### Texte à lire ###

Représentations des organisations
Étudier les organisations, c’est comme démonter un moteur. Tout semble logique jusqu’à ce qu’on se rende compte qu’on a oublié une pièce.
Depuis plus d’un siècle, des chercheurs ont tenté de résoudre cette énigme : comment les entreprises peuvent-elles être plus efficaces, plus productives et mieux coordonnées ? Ainsi, des réflexions sont nées dans le contexte très particulier de la révolution industrielle et de la production de masse.
Remontons le temps pour retracer les grandes étapes des théories des organisations et quelles en ont été les implications sur le contrôle de gestion.
Première théorie : l’approche rationnelle et productive
Au début du vingtième siècle, le monde industriel est en pleine mutation. C’est le début de la production de masse. Objectif prioritaire : produire plus, plus vite, à moindre coût.
À partir des années 1880, Frederick Taylor, ingénieur américain, fonda l’organisation scientifique du travail (OST) où chaque geste du travailleur était chronométré, ses gestes inutiles supprimés et les méthodes standardisées. Pour ce faire, le travail était découpé en tâches élémentaires, chaque ouvrier étant spécialisé dans un fragment du processus. La hiérarchie supervisait (voir l'organisation du travail).

Henri Fayol, ingénieur français, s’intéressa à la direction des entreprises et les définit en cinq grandes fonctions : prévoir, organiser, commander, coordonner et contrôler. C’est lui qui introduisit la fonction de contrôle comme élément central du management.
Cette première approche repose sur quelques grands principes.
- Les économies d’échelle : produire en grande quantité pour réduire les coûts unitaires.
- La standardisation : uniformiser les produits et les méthodes pour gagner en efficacité.
- La division du travail : spécialiser les tâches pour augmenter la productivité.

###

• [Consigne 1]: D'après le texte à lire, dans quel but la première approche des organisations préconise-t-elle de produire en grande quantité ?
Ces enregistrements n'ont aucun rapport avec le texte à lire.

### Jeu de données ###

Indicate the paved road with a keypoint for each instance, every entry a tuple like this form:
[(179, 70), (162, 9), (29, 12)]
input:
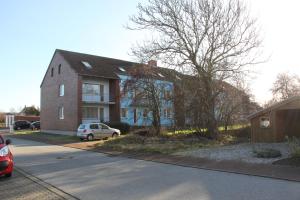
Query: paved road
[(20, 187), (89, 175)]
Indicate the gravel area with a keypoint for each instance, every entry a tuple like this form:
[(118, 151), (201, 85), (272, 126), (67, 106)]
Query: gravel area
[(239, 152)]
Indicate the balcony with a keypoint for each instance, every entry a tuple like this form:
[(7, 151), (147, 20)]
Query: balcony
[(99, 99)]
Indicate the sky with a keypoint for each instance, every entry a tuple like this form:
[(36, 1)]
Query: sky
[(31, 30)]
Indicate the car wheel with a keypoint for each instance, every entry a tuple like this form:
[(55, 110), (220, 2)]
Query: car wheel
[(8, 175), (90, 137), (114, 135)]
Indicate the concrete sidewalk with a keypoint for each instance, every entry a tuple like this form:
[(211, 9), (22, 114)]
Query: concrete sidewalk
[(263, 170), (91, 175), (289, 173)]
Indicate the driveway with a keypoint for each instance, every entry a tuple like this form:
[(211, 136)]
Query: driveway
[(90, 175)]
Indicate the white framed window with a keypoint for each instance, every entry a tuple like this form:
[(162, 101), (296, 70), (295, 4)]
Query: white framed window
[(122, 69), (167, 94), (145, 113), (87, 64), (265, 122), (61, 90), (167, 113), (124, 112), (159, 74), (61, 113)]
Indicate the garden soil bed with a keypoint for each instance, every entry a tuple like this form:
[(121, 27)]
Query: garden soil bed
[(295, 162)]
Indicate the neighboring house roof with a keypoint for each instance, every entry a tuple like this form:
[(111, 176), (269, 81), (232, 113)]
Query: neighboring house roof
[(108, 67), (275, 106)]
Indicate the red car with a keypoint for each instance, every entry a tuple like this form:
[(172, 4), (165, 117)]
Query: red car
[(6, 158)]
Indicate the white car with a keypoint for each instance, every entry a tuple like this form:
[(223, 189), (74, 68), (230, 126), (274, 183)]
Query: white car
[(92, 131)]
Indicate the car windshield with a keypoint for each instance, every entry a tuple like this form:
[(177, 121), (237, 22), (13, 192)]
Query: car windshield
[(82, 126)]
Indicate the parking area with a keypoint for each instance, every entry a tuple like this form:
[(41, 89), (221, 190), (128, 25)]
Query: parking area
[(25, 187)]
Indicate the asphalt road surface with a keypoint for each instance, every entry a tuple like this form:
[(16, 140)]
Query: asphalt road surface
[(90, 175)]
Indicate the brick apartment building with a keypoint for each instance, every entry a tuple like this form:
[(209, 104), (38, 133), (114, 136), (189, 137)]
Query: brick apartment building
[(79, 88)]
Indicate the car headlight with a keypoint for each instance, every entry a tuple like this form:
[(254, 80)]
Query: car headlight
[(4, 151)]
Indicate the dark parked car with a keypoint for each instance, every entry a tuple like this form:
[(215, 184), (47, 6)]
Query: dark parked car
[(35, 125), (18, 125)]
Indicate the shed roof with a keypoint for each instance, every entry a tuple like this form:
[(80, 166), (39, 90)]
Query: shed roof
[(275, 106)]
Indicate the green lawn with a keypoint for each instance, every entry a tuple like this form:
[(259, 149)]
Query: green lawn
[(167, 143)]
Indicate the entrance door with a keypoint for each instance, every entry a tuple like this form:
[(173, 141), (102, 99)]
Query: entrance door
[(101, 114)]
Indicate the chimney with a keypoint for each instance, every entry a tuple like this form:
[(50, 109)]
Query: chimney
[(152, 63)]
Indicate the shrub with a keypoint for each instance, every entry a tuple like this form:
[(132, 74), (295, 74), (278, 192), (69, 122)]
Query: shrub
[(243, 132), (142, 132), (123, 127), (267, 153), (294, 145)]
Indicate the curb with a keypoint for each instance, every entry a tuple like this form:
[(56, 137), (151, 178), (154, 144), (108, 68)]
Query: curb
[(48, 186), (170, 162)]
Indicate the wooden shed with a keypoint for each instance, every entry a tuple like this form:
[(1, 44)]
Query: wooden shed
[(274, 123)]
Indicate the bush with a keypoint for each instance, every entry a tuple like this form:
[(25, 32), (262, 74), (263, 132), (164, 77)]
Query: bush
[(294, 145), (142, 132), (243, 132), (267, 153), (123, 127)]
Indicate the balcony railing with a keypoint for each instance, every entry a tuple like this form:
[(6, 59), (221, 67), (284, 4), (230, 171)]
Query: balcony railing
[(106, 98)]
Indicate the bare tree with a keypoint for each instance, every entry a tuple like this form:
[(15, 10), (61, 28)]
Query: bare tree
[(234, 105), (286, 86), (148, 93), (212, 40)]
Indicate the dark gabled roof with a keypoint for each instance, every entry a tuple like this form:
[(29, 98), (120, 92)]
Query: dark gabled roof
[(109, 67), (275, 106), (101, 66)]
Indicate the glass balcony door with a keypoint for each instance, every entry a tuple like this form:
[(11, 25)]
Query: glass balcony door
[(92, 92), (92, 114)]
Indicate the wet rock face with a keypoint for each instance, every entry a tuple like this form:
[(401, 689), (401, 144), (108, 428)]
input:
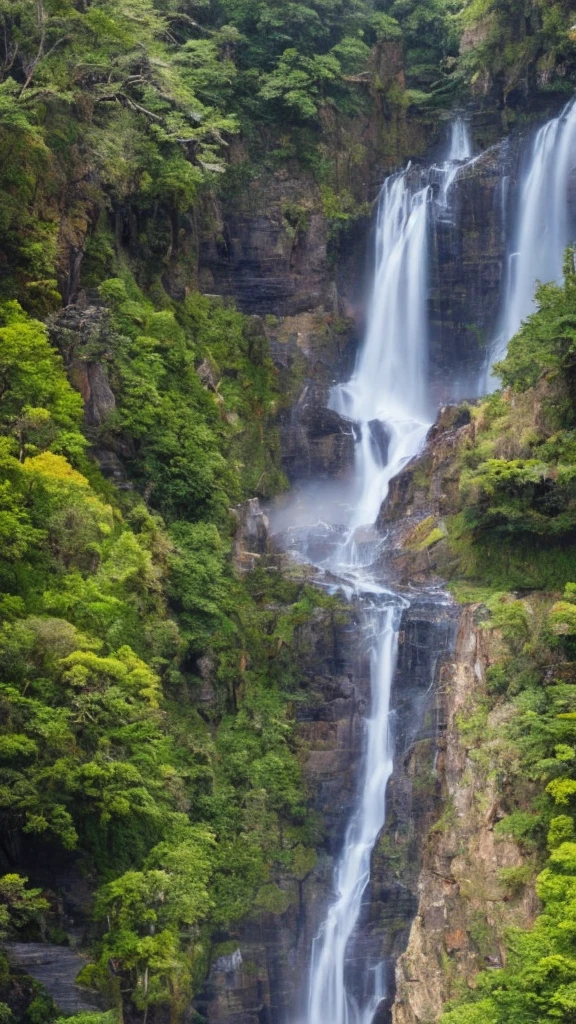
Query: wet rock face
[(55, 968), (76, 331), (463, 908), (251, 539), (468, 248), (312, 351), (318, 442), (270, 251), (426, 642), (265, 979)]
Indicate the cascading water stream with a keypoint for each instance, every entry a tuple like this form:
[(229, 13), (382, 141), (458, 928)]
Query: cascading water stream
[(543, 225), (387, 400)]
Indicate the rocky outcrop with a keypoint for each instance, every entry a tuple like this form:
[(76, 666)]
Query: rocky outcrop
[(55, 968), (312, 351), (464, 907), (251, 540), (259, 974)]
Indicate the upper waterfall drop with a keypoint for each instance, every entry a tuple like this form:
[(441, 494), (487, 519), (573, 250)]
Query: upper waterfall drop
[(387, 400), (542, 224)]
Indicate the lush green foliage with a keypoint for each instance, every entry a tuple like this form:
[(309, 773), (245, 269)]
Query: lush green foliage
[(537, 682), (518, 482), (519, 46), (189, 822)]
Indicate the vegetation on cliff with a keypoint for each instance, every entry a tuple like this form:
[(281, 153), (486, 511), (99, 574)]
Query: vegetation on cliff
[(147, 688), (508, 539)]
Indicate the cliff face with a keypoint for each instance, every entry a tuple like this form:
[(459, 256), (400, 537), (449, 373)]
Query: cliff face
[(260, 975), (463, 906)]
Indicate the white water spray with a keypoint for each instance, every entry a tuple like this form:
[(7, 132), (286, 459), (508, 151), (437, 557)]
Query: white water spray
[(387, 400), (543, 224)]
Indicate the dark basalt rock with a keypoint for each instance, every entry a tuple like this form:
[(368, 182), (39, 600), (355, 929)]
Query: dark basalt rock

###

• [Consigne 2]: Dans les enregistrements, recopiez les lignes qui vont du début jusqu'à la ligne contenant "[(82, 126)]" en substituant "point" à "keypoint", sans rien changer d'autre. Laissez les images de côté.

• [Réponse complète 1]: Produire en grande quantité sert à réduire les coûts unitaires. C'est le principe des économies d'échelle.

• [Réponse complète 2]:
Indicate the paved road with a point for each instance, every entry a tuple like this form:
[(179, 70), (162, 9), (29, 12)]
input:
Query: paved road
[(20, 187), (89, 175)]
Indicate the gravel area with a point for each instance, every entry a tuple like this form:
[(118, 151), (201, 85), (272, 126), (67, 106)]
Query: gravel area
[(239, 152)]
Indicate the balcony with a point for each instance, every entry a tuple like this form:
[(7, 151), (147, 20)]
Query: balcony
[(99, 99)]
Indicate the sky with a point for each instance, every entry a tuple like this form:
[(36, 1)]
Query: sky
[(31, 30)]
Indicate the car wheel with a point for each instance, every entry a tuple like this form:
[(55, 110), (220, 2)]
Query: car wheel
[(8, 175), (90, 137), (114, 135)]
Indicate the concrete sidewalk with a point for each instance, every entry a tuple like this form:
[(211, 9), (22, 114)]
Query: concrete sidewalk
[(263, 170), (91, 175), (289, 173)]
Indicate the driveway with a point for each instance, every entry a tuple like this form:
[(211, 136)]
Query: driveway
[(90, 175)]
Indicate the white framed window with a point for each instance, every entry a tuple like this form:
[(162, 101), (296, 70), (295, 4)]
Query: white framed window
[(122, 69), (167, 94), (145, 113), (87, 64), (265, 122), (61, 90), (167, 113), (124, 112), (159, 74), (61, 113)]
Indicate the garden soil bed with a point for each instance, every entry a tuple like this form:
[(121, 27)]
Query: garden soil bed
[(295, 162)]
Indicate the neighboring house roof with a point for each instance, every entry a tuple like this form:
[(111, 176), (269, 81), (232, 113)]
Query: neighboring house roof
[(108, 67), (275, 106)]
Indicate the red car with a point for each instance, every entry a tuple like this form:
[(172, 4), (165, 117)]
Query: red car
[(6, 158)]
Indicate the white car with a point for each instance, every entry a tuple like this form:
[(223, 189), (74, 68), (230, 126), (274, 183)]
Query: white car
[(92, 131)]
Indicate the car windshield with a point for each instance, every entry a tuple like this form:
[(177, 121), (237, 22), (13, 192)]
Query: car windshield
[(82, 126)]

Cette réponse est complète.